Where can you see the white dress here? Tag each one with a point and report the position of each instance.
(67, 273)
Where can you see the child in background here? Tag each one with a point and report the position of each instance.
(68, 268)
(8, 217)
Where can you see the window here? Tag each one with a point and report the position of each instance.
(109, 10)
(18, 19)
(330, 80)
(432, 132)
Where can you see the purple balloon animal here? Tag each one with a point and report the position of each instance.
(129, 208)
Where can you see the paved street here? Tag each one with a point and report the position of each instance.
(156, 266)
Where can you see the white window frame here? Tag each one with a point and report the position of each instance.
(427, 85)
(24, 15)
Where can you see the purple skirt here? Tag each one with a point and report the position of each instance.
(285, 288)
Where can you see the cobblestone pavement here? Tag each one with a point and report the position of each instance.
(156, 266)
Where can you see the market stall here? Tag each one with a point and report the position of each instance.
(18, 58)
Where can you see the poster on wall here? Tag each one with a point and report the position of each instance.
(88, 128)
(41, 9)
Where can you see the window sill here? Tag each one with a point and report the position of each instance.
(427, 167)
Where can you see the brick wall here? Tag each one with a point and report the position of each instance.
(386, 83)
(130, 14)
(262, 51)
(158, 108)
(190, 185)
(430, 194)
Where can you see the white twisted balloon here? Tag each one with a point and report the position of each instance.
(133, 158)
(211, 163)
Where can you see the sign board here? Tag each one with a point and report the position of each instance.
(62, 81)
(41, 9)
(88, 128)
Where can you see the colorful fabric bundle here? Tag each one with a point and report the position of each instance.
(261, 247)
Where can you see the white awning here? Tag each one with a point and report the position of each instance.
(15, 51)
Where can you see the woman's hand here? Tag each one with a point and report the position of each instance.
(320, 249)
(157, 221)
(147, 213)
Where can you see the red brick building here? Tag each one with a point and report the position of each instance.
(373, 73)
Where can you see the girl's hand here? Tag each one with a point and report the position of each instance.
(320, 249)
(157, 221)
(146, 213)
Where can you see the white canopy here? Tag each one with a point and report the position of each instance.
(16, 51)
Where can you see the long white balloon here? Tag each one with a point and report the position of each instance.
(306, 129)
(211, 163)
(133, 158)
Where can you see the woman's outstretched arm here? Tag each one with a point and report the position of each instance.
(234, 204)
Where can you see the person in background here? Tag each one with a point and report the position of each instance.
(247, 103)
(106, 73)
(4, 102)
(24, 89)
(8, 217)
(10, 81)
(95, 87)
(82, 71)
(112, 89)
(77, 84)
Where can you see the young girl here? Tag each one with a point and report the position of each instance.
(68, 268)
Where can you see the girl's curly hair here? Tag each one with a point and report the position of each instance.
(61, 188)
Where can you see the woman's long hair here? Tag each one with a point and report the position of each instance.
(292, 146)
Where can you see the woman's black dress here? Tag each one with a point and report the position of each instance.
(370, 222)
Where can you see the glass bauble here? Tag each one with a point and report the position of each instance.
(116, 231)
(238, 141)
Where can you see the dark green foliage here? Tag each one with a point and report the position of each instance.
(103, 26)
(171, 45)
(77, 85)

★ ★ ★ ★ ★

● **Work to be completed**: Change every "Tag" in the lines above to "Mark", and write the lines out again with nothing else altered.

● **Answer to this problem**:
Where can you see the white dress here? Mark each one with a point and report the position of each instance.
(67, 273)
Where can you see the child in background here? Mark each one with a point and report the position of each instance.
(68, 268)
(8, 217)
Where can you see the window here? Mark each one with a point and report the position of each instance.
(109, 10)
(18, 19)
(330, 80)
(432, 132)
Where can you see the purple balloon animal here? Mark each one with a point and report the position of each instance.
(129, 208)
Where can you see the paved street here? Mark each one with a point and report the position of each instance.
(156, 266)
Where can you see the white window frame here? Mark each one with a point and report the position of each instance.
(427, 85)
(24, 15)
Where can you see the purple skirt here? Mark each one with a point and report the position of each instance.
(285, 288)
Where can you see the cobblestone pavement here? Mark each one with a point and report the position of each instance.
(156, 266)
Where can you see the market stall here? Mark each one with a point and report the position of each instance.
(18, 58)
Where can you see the poster on wall here? Mark each one with a point and report the position of each instance.
(88, 128)
(41, 9)
Where can you see the window sill here? Mark each one with a point and report the position of each instance.
(427, 167)
Where can you see the brick wall here? Mark each one with a point and report the position of each instance.
(386, 83)
(130, 14)
(262, 51)
(158, 108)
(190, 185)
(430, 194)
Where can you see the white twisted balloon here? Mark each one with a point and report the position of each instance.
(133, 158)
(211, 163)
Where can you see the sign board here? Mark each one with a point and report the position of each instance.
(62, 81)
(41, 9)
(88, 128)
Where can you see the colorful fabric bundle here? Mark each one with a point and report the position of each instance.
(261, 247)
Where can you see the white awning here? Mark each one with a point and report the position of each instance.
(15, 51)
Where can you see the woman's hand here? Mark each one with a point and report the position of each instance.
(320, 249)
(157, 221)
(147, 213)
Where can you see the red brick building here? Mark each one with a point and report the position of each instance.
(373, 73)
Where can you see the girl's hand here? Mark each one with a point and report the position of each instance.
(320, 249)
(157, 221)
(146, 213)
Where can you see the white canopy here? Mark each one with a point and report the position of each instance.
(16, 51)
Where can you see the long white balloon here? Mark each one with a point and report the position of each instance.
(306, 129)
(211, 163)
(133, 158)
Where can you see the woman's outstretched arm here? Mark each one with a point and report the position of each instance.
(234, 204)
Where can you see the person in background here? Mark each one with a point and report the position of each instance.
(247, 103)
(106, 73)
(4, 102)
(24, 89)
(8, 217)
(10, 81)
(95, 87)
(82, 71)
(112, 89)
(77, 84)
Where can you see the young girl here? Mark each one with a point and report the position of each instance.
(68, 268)
Where can you see the girl's curly hair here? Mark each one with a point and report the position of each instance.
(61, 188)
Where can you see the woman's long hair here? Mark each one with a point and report the position of each instance.
(292, 146)
Where can you see the woman's black dress here? Mark each one with a point and report the position of each instance.
(370, 222)
Where can you see the glass bauble here? Mark each one with a point and report the position of each instance.
(116, 231)
(238, 141)
Where can you see the dark green foliage here? Mark each one with a point and report the position of each instance.
(103, 26)
(171, 45)
(77, 85)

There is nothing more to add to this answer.